**Exercise set:**
- 1) In the forum thread about living in Florida, list every user name that heads a post, counting each name once.
- 2) Pick up the forum thread about living in Florida where it ends, and write on from there.

**Text extract:**
# # # # # # #

We lived for 1 year in Jacksonville"s south side.  I found that the summer was not much different from where we had lived in the Tampa Bay area.
The winter was noticeably cooler.  That was in 1976, so we are not current on other aspects of the area.


----------



## jujube (May 25, 2020)

The "downtown" St. Augustine area is heavy on tourist traffic.


----------



## Marcella (May 27, 2020)

I lived "down the road" in Palm Coast which is quieter. We didn't really like Florida. It exacerbated my allergenic asthma, it's hot, and there are a lot of bugs!


----------



## MeAgain (May 27, 2020)

They have destroyed florida.


----------



## MeAgain (May 27, 2020)

They have literally decimated their states with indigents ,welfare and crime and now Florida will be just like what they left.
*More than 300,000 new residents are moving to Florida every year*
*Posted By The News Service of Florida on Fri, Jul 26, 2019 at 11:28 am*


----------



## Tabby Ann (May 27, 2020)

Manatee said:


> We lived for 1 year in Jacksonville"s south side.  I found that the summer was not much different from where we had lived in the Tampa Bay area.
> The winter was noticeably cooler.  That was in 1976, so we are not current on other aspects of the area.


How do you get your location printed just below your avatar like you have where it says "Location: Florida"


----------



## Manatee (May 27, 2020)

Just filled out the profile page.


----------



## Ken N Tx (May 28, 2020)

Manatee said:


> Just filled out the profile page.


----------



## Matrix (May 28, 2020)

# # # # # # #

**Record excerpts:**
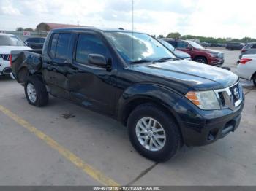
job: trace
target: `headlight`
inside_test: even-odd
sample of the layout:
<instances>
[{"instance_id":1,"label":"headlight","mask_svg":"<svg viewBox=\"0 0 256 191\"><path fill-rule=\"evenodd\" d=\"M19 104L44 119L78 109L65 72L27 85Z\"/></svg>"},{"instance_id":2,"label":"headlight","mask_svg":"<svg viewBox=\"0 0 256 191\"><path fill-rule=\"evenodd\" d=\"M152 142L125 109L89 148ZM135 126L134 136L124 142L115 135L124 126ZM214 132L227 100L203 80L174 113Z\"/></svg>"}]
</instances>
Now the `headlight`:
<instances>
[{"instance_id":1,"label":"headlight","mask_svg":"<svg viewBox=\"0 0 256 191\"><path fill-rule=\"evenodd\" d=\"M188 92L186 98L201 109L219 109L220 106L214 91Z\"/></svg>"}]
</instances>

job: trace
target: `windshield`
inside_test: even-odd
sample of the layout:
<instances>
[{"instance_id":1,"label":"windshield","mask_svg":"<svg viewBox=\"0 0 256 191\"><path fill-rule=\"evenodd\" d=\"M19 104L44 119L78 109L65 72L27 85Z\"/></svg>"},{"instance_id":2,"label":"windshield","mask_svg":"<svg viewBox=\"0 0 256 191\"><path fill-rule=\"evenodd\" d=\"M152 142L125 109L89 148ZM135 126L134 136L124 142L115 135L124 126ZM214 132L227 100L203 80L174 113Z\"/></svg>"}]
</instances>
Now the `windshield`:
<instances>
[{"instance_id":1,"label":"windshield","mask_svg":"<svg viewBox=\"0 0 256 191\"><path fill-rule=\"evenodd\" d=\"M25 46L25 44L16 36L0 36L0 46Z\"/></svg>"},{"instance_id":2,"label":"windshield","mask_svg":"<svg viewBox=\"0 0 256 191\"><path fill-rule=\"evenodd\" d=\"M193 47L197 48L197 49L205 49L203 47L202 47L200 44L196 43L194 41L187 41Z\"/></svg>"},{"instance_id":3,"label":"windshield","mask_svg":"<svg viewBox=\"0 0 256 191\"><path fill-rule=\"evenodd\" d=\"M162 44L164 44L167 49L169 49L170 51L174 51L175 48L173 47L172 44L170 44L169 42L165 41L165 40L159 40Z\"/></svg>"},{"instance_id":4,"label":"windshield","mask_svg":"<svg viewBox=\"0 0 256 191\"><path fill-rule=\"evenodd\" d=\"M105 35L127 63L176 58L160 42L148 34L106 32Z\"/></svg>"}]
</instances>

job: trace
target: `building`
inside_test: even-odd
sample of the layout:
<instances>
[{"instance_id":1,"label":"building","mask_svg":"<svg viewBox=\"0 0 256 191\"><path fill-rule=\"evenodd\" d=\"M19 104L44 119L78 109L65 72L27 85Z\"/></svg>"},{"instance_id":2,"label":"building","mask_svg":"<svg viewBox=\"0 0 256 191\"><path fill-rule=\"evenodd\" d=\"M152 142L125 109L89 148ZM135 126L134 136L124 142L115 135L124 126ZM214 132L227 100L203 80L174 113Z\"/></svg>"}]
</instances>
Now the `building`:
<instances>
[{"instance_id":1,"label":"building","mask_svg":"<svg viewBox=\"0 0 256 191\"><path fill-rule=\"evenodd\" d=\"M40 24L37 26L36 31L39 32L50 31L50 30L54 28L78 27L78 26L80 26L51 23L41 23Z\"/></svg>"}]
</instances>

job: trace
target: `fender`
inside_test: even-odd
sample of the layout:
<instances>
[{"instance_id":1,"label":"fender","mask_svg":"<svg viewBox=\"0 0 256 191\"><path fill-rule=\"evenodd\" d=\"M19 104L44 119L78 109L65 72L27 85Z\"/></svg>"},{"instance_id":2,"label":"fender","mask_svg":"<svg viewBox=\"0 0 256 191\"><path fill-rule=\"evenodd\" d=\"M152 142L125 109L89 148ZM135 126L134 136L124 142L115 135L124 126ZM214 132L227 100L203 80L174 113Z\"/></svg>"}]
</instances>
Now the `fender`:
<instances>
[{"instance_id":1,"label":"fender","mask_svg":"<svg viewBox=\"0 0 256 191\"><path fill-rule=\"evenodd\" d=\"M42 50L15 50L12 51L12 70L16 78L19 71L23 69L27 69L30 74L40 71ZM17 79L19 82L19 79Z\"/></svg>"},{"instance_id":2,"label":"fender","mask_svg":"<svg viewBox=\"0 0 256 191\"><path fill-rule=\"evenodd\" d=\"M177 91L158 84L139 83L135 84L126 89L119 97L116 114L118 120L122 121L127 106L132 101L143 98L151 100L167 109L177 121L180 117L176 112L176 105L183 96Z\"/></svg>"}]
</instances>

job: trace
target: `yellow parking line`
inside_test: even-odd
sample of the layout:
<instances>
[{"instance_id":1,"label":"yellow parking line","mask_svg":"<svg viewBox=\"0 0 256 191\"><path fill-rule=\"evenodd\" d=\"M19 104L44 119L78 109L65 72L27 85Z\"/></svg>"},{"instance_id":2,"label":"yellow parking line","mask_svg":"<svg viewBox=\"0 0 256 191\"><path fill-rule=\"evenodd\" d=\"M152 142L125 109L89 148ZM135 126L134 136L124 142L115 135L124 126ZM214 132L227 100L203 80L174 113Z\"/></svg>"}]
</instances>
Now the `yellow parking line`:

# # # # # # #

**Answers for the tasks:**
- 1) jujube, Marcella, MeAgain, Tabby Ann, Manatee, Ken N Tx, Matrix

- 2)
Tabby Ann said:


> How do you get your location printed just below your avatar like you have where it says "Location: Florida"


Click on your avatar at the top and select "Account Details".


----------



## Aneeda72 (May 28, 2020)

MeAgain said:


> They have literally decimated their states with indigents ,welfare and crime and now Florida will be just like what they left.
> *More than 300,000 new residents are moving to Florida every year*
> *Posted By The News Service of Florida on Fri, Jul 26, 2019 at 11:28 am*


Same thing happening here, too many people moving in.  Driving prices up, insanely crowed.


----------



## MeAgain (May 28, 2020)

Aneeda72 said:


> Same thing happening here, too many people moving in.  Driving prices up, insanely crowed.



Its insane alright. I can remember just 4 decades ago Florida was beautiful .A fishermans paradise, nice beaches and safe place to live, none of that now!If thats not bad enough ,hurricanes devastaions. 
 No its not a good place to live at all.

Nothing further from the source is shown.